#### Task details
Starting at the line that contains "like (815, 660)." and ending at the final line of the rows, reproduce those lines with "blue curtain" switched to "blue drape" and every other part left unchanged.

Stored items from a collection
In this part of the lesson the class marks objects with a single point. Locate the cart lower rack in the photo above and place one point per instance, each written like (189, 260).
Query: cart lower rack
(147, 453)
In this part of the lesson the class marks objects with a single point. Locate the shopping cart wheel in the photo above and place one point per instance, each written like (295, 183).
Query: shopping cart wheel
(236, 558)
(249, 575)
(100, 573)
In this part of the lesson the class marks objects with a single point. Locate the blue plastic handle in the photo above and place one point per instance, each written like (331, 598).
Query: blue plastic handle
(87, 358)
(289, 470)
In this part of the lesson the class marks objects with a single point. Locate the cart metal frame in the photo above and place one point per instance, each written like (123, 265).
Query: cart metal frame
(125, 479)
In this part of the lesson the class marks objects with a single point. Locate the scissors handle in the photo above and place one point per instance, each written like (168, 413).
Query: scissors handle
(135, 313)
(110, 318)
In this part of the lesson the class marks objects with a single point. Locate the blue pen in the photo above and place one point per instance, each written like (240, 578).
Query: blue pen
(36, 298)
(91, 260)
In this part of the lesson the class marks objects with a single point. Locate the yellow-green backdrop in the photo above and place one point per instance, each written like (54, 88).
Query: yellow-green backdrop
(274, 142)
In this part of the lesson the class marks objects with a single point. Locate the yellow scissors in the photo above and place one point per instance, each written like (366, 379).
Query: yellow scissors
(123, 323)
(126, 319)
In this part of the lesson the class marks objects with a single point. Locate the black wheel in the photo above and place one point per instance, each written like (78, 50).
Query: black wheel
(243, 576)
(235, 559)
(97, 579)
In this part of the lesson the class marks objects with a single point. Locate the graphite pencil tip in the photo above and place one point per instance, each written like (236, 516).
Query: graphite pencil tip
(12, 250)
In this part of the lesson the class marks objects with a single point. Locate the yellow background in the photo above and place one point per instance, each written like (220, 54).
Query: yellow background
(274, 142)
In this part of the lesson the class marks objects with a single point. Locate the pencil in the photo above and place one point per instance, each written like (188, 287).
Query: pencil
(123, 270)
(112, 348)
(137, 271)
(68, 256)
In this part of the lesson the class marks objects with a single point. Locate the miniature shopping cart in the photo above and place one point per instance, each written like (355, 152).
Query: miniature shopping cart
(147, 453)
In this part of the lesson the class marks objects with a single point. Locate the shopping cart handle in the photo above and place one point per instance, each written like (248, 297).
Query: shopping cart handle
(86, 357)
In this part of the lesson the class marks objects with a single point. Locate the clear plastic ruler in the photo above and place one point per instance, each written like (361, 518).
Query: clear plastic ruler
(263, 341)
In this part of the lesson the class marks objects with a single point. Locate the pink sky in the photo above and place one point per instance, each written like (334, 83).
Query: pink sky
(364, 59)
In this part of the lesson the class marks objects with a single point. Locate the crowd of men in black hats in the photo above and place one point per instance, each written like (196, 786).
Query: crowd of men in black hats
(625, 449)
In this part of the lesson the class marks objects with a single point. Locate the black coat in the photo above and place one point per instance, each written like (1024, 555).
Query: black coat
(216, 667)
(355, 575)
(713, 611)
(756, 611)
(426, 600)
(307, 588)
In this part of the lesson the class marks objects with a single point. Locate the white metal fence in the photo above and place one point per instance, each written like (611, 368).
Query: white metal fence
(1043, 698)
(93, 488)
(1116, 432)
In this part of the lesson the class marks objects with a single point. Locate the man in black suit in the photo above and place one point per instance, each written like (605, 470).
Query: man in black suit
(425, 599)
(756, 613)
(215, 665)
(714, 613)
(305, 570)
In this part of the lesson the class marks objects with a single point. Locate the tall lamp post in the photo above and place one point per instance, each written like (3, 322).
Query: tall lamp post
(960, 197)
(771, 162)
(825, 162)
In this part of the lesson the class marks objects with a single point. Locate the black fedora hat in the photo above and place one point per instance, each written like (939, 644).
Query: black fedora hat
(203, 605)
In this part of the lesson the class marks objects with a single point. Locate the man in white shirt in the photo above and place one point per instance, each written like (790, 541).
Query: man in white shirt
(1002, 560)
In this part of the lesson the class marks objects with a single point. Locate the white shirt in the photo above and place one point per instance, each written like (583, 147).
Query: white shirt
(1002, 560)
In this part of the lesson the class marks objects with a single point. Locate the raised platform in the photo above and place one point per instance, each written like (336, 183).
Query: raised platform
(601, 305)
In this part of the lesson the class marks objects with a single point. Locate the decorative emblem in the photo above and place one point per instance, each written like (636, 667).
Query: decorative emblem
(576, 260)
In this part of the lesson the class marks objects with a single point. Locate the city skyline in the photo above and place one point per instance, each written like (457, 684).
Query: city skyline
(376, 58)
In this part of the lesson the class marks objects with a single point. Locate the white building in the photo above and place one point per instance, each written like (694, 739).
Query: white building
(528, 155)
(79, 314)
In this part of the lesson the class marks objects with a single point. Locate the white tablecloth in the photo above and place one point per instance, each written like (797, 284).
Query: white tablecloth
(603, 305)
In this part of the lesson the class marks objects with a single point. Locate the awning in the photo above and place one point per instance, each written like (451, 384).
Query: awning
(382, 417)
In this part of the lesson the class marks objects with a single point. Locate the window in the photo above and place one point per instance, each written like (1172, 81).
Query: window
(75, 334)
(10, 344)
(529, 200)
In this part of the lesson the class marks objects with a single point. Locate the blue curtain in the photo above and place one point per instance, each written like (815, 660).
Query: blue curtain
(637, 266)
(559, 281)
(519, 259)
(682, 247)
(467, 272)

#### The solution
In this part of the lesson the class marks objects with a single point. Locate the blue drape in the photo above and place one point per instance, each written like (815, 660).
Query: blue drape
(637, 266)
(559, 281)
(519, 259)
(682, 247)
(467, 272)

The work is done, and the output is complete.